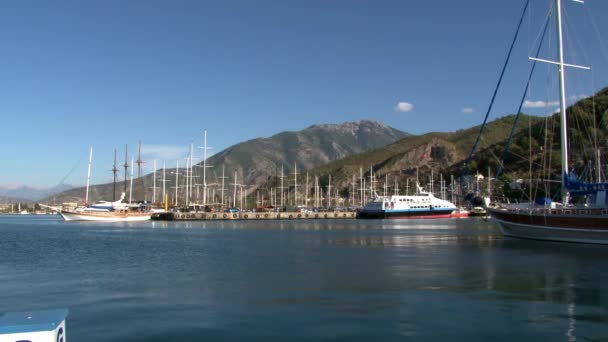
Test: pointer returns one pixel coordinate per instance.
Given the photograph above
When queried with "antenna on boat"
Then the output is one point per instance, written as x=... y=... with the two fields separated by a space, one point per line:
x=562 y=96
x=86 y=196
x=114 y=171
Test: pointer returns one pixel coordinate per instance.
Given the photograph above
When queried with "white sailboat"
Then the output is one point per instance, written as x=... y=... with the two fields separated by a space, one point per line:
x=585 y=223
x=104 y=210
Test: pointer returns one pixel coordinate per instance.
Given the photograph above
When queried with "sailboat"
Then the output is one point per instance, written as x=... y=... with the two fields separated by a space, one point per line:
x=565 y=222
x=422 y=205
x=116 y=211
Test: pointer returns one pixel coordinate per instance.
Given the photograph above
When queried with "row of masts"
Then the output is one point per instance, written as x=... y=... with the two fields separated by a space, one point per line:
x=189 y=193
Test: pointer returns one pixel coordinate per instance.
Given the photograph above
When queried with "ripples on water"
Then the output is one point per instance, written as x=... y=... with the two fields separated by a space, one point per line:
x=431 y=280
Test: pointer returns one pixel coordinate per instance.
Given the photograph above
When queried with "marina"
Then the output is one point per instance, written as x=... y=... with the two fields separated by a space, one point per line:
x=302 y=280
x=317 y=171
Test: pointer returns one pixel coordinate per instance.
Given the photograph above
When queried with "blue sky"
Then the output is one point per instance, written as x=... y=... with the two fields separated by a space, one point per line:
x=110 y=73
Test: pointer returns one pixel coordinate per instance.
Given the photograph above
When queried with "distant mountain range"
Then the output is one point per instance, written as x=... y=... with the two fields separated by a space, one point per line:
x=257 y=160
x=21 y=193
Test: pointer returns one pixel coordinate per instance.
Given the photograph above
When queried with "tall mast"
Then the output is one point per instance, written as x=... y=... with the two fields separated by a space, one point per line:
x=139 y=162
x=86 y=196
x=114 y=171
x=164 y=180
x=223 y=177
x=282 y=188
x=154 y=184
x=306 y=192
x=131 y=186
x=126 y=166
x=205 y=168
x=329 y=193
x=361 y=186
x=295 y=184
x=562 y=96
x=187 y=179
x=562 y=103
x=176 y=181
x=234 y=195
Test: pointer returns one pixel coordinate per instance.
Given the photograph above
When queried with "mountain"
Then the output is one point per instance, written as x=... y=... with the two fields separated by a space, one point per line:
x=257 y=160
x=401 y=160
x=23 y=192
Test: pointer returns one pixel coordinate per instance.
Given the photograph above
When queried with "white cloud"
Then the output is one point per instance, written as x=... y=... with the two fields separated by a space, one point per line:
x=540 y=104
x=404 y=107
x=468 y=110
x=164 y=152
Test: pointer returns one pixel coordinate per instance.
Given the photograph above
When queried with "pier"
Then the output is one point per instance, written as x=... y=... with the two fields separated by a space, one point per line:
x=214 y=216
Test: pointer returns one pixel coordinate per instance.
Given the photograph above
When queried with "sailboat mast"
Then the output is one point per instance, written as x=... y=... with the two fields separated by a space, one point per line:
x=114 y=171
x=205 y=168
x=86 y=196
x=131 y=183
x=562 y=103
x=126 y=166
x=154 y=184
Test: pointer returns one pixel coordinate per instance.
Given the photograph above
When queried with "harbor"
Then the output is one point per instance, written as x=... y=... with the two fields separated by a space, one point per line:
x=359 y=280
x=198 y=216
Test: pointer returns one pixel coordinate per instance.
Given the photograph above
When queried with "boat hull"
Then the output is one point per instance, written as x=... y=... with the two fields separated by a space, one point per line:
x=551 y=227
x=104 y=216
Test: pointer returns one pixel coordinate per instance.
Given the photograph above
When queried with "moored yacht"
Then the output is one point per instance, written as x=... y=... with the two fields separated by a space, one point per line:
x=422 y=205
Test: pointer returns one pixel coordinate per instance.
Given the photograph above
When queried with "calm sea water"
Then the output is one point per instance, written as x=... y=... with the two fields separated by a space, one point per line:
x=432 y=280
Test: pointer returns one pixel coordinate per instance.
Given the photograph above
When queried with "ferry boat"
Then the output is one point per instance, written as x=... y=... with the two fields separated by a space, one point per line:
x=563 y=222
x=422 y=205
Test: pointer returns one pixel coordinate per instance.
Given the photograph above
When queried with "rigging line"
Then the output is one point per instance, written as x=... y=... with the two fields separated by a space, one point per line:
x=502 y=73
x=523 y=98
x=602 y=44
x=72 y=170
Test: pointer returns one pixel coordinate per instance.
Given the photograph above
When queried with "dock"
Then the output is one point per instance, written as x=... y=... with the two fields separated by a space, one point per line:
x=213 y=216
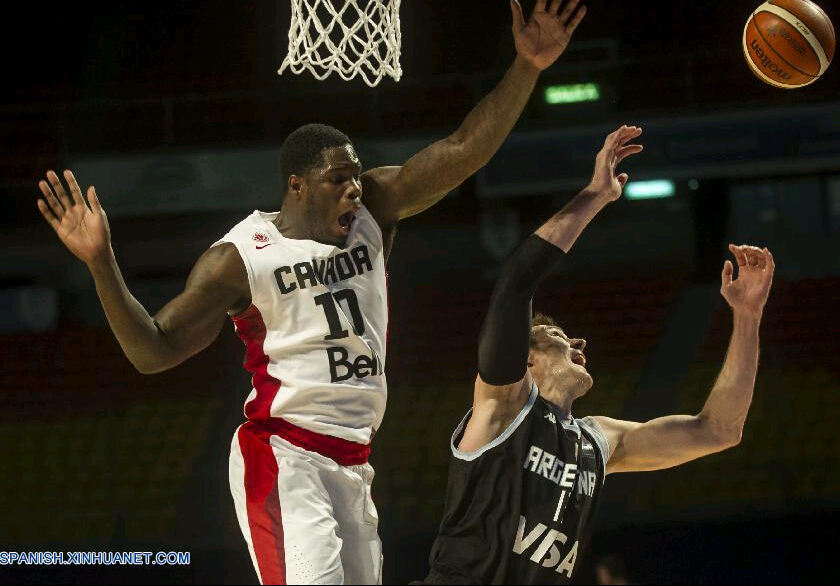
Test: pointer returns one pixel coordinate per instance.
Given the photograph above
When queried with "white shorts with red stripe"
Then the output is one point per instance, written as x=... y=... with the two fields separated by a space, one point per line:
x=306 y=518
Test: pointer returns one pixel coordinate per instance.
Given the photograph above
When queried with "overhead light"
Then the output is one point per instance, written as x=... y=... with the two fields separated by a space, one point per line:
x=655 y=188
x=572 y=94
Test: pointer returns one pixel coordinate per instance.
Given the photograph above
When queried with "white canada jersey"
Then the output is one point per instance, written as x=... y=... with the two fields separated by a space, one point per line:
x=316 y=331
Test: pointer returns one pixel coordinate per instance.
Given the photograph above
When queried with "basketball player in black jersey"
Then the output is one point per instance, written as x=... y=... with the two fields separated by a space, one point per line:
x=525 y=474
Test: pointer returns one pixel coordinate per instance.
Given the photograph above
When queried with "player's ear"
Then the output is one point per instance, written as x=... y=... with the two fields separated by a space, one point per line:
x=294 y=185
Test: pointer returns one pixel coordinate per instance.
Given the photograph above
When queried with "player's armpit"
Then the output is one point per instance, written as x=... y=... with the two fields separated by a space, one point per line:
x=217 y=284
x=660 y=443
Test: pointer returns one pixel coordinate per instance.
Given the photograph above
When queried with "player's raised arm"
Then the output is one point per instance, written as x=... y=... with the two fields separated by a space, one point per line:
x=503 y=381
x=393 y=193
x=186 y=325
x=668 y=441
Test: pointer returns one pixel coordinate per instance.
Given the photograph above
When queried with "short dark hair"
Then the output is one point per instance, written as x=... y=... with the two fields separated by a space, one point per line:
x=541 y=319
x=613 y=563
x=303 y=149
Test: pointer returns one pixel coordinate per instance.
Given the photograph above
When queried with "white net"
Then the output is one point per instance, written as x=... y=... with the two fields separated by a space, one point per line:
x=349 y=37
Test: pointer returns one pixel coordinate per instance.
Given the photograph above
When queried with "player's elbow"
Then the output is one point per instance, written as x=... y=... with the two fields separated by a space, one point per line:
x=149 y=364
x=147 y=367
x=726 y=436
x=722 y=435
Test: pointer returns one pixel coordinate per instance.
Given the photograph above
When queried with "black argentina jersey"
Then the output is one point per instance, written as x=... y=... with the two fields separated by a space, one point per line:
x=520 y=509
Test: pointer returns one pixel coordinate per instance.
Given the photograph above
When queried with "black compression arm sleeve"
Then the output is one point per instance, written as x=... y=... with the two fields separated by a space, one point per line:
x=505 y=335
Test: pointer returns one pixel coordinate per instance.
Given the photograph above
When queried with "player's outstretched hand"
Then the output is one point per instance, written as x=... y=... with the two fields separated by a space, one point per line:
x=748 y=293
x=604 y=179
x=546 y=34
x=82 y=226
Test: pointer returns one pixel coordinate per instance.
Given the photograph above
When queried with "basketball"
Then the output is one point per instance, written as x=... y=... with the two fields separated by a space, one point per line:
x=788 y=43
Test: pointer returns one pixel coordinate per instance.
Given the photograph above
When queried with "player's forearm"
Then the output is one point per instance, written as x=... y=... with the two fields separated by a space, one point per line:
x=491 y=120
x=726 y=408
x=134 y=328
x=564 y=227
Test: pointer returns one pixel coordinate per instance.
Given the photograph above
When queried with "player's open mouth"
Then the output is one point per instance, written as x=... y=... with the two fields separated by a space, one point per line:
x=346 y=220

--- --- ---

### REQUIRED TASK:
Which lines above contain the string "mountain"? Return every one of them in full, with case counting in the match.

### EXERCISE SOLUTION:
When queried with "distant mountain range"
When queried with "mountain"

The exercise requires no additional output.